# start of Data supplied

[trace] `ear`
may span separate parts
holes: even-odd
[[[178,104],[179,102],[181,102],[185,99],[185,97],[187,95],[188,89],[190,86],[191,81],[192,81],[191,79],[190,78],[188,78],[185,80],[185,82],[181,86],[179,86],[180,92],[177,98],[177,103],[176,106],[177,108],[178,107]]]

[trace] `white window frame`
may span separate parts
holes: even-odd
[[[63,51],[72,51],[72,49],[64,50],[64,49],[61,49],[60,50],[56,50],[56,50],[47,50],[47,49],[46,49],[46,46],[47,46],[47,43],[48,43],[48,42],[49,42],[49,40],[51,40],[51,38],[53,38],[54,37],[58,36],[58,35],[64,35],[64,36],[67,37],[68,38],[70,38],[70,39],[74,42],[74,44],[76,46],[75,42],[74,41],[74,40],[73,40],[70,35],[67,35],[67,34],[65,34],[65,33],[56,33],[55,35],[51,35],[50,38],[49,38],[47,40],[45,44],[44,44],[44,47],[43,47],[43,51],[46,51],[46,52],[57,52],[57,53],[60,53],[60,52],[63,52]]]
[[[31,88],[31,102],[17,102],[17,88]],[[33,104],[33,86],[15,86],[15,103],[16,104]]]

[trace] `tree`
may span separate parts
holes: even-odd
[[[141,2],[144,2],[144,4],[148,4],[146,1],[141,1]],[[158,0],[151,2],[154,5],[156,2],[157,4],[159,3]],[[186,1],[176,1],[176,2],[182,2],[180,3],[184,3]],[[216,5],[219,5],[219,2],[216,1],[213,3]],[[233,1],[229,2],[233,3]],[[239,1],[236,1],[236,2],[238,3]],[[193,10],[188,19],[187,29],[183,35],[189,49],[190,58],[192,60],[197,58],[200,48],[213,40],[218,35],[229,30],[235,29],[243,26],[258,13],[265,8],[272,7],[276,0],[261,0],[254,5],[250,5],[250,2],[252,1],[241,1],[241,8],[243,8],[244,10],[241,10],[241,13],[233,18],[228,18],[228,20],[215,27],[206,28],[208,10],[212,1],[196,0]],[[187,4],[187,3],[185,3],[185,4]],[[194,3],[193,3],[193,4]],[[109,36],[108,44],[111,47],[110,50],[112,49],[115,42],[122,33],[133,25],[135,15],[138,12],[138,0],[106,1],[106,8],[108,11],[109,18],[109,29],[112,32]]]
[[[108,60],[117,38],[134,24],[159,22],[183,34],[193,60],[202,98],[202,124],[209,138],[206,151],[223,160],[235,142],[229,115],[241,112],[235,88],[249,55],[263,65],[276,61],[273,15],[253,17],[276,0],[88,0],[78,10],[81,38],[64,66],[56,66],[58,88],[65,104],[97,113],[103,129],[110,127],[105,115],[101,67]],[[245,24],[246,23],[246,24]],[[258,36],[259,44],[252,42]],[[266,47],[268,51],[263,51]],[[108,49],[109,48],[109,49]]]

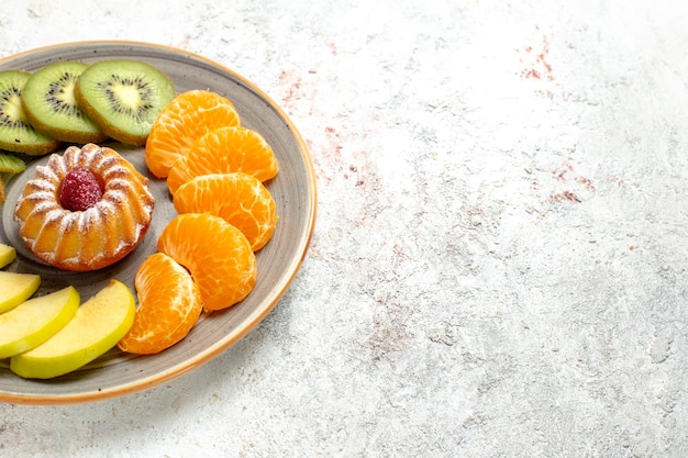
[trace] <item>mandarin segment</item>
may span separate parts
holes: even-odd
[[[157,178],[167,178],[175,161],[187,155],[197,138],[233,125],[240,125],[240,116],[228,98],[208,90],[182,92],[162,110],[151,127],[146,165]]]
[[[270,239],[277,224],[275,200],[256,177],[243,172],[196,177],[174,196],[179,213],[209,212],[237,227],[254,252]]]
[[[175,193],[177,188],[195,177],[233,171],[253,175],[264,182],[275,178],[279,171],[273,148],[258,132],[242,126],[208,132],[173,165],[167,186]]]
[[[238,228],[220,216],[175,216],[160,233],[157,249],[189,269],[206,311],[228,309],[244,300],[255,287],[257,262],[251,244]]]
[[[203,309],[191,275],[163,253],[143,261],[134,287],[138,306],[134,324],[118,343],[123,351],[151,355],[171,347],[189,334]]]

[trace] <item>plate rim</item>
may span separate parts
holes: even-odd
[[[235,345],[238,340],[244,338],[251,331],[253,331],[265,317],[275,309],[275,306],[279,303],[286,292],[289,290],[291,284],[293,283],[296,277],[298,276],[306,257],[308,256],[310,245],[313,238],[313,233],[315,231],[315,221],[318,215],[318,181],[317,174],[313,165],[313,159],[311,157],[310,150],[308,148],[307,143],[301,136],[299,130],[296,127],[289,115],[285,112],[285,110],[276,103],[273,98],[270,98],[263,89],[260,89],[253,81],[245,78],[243,75],[237,71],[226,67],[225,65],[213,60],[209,57],[206,57],[201,54],[198,54],[192,51],[182,49],[179,47],[175,47],[171,45],[152,43],[145,41],[127,41],[127,40],[87,40],[87,41],[71,41],[71,42],[63,42],[51,45],[38,46],[35,48],[22,51],[10,56],[4,56],[0,58],[0,65],[7,64],[11,60],[21,59],[24,57],[29,57],[33,54],[40,54],[49,52],[52,49],[64,49],[68,47],[82,47],[82,46],[138,46],[138,47],[147,47],[152,49],[157,49],[162,52],[170,52],[174,54],[187,56],[197,60],[201,60],[211,67],[214,67],[222,72],[228,74],[232,78],[240,80],[243,85],[245,85],[248,89],[254,91],[263,101],[265,101],[271,110],[274,110],[278,116],[282,120],[282,122],[288,126],[288,130],[296,142],[298,149],[301,154],[301,159],[303,160],[303,166],[307,175],[307,188],[308,192],[308,209],[306,213],[306,230],[299,237],[299,246],[295,254],[298,254],[298,257],[292,260],[292,262],[288,266],[287,272],[288,276],[285,279],[284,283],[275,291],[273,291],[266,299],[265,305],[256,309],[255,313],[249,315],[251,320],[247,321],[236,333],[231,335],[226,339],[221,339],[214,345],[208,347],[204,351],[200,351],[192,357],[185,359],[181,362],[178,362],[170,368],[162,372],[157,372],[153,376],[146,377],[144,379],[135,380],[131,383],[118,386],[113,388],[99,389],[98,391],[88,391],[84,393],[70,393],[70,394],[49,394],[49,395],[36,395],[36,394],[25,394],[25,393],[11,393],[7,391],[0,390],[0,402],[5,402],[10,404],[29,404],[29,405],[66,405],[66,404],[78,404],[78,403],[90,403],[90,402],[99,402],[106,401],[115,398],[127,396],[134,393],[143,392],[148,389],[160,386],[165,382],[171,381],[173,379],[179,378],[184,375],[187,375],[195,369],[200,368],[204,364],[210,360],[217,358],[226,349]]]

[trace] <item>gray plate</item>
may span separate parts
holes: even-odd
[[[51,46],[0,60],[0,70],[35,71],[55,60],[93,63],[110,58],[147,62],[166,72],[177,92],[210,89],[232,100],[242,124],[259,132],[279,160],[279,174],[267,183],[277,204],[279,221],[270,242],[257,253],[258,280],[242,303],[226,311],[203,315],[181,343],[153,356],[125,355],[116,348],[80,370],[52,380],[24,380],[0,360],[0,401],[24,404],[67,404],[91,402],[142,391],[185,373],[218,356],[258,324],[289,288],[308,252],[315,223],[315,174],[299,133],[287,115],[260,89],[234,71],[201,56],[165,46],[132,42],[86,42]],[[0,243],[18,249],[18,259],[5,270],[36,272],[42,276],[38,293],[67,284],[75,286],[82,301],[111,278],[129,284],[142,260],[155,252],[157,236],[176,215],[166,182],[147,172],[143,148],[103,143],[132,161],[152,182],[157,200],[153,223],[134,253],[116,265],[89,273],[70,273],[41,264],[18,235],[12,219],[14,203],[23,183],[37,164],[8,183],[8,200],[2,206]]]

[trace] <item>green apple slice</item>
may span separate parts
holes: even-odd
[[[31,298],[41,286],[41,276],[0,270],[0,313]]]
[[[71,372],[114,347],[134,323],[135,309],[130,289],[110,280],[65,327],[37,347],[10,358],[10,369],[31,379]]]
[[[0,269],[16,259],[16,249],[13,246],[0,244]]]
[[[67,287],[0,314],[0,359],[43,344],[71,320],[80,303],[76,288]]]

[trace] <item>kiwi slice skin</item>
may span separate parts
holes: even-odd
[[[43,156],[62,142],[36,131],[26,119],[21,94],[31,74],[24,70],[0,71],[0,149]]]
[[[55,62],[36,70],[22,91],[22,107],[38,132],[69,143],[98,143],[108,136],[77,105],[74,88],[88,64]]]
[[[75,97],[81,110],[108,136],[143,146],[151,126],[176,96],[167,75],[129,59],[91,64],[79,76]]]

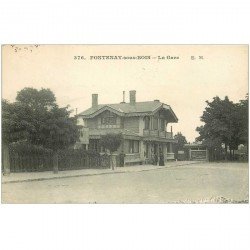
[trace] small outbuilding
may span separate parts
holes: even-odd
[[[189,161],[208,161],[208,149],[201,143],[188,143],[184,148]]]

# end of Data supplied

Stated goal: Write out the listing again from the line with "[trace] <item>kiwi slice skin</item>" through the end, substituting "nonzero" for "even-odd" and leaving everything else unchanged. Omit the pictures from your answer.

Full output:
[trace] <item>kiwi slice skin</item>
may span separate parts
holes: nonzero
[[[43,156],[62,142],[36,131],[26,119],[21,94],[31,74],[24,70],[0,71],[0,149]]]
[[[55,62],[36,70],[22,91],[22,107],[38,132],[69,143],[98,143],[108,136],[77,105],[74,88],[88,64]]]
[[[75,97],[81,110],[108,136],[143,146],[151,126],[176,96],[167,75],[129,59],[91,64],[79,76]]]

[trace] small outbuilding
may span separate parts
holes: nonzero
[[[189,161],[208,161],[208,149],[201,143],[188,143],[184,148]]]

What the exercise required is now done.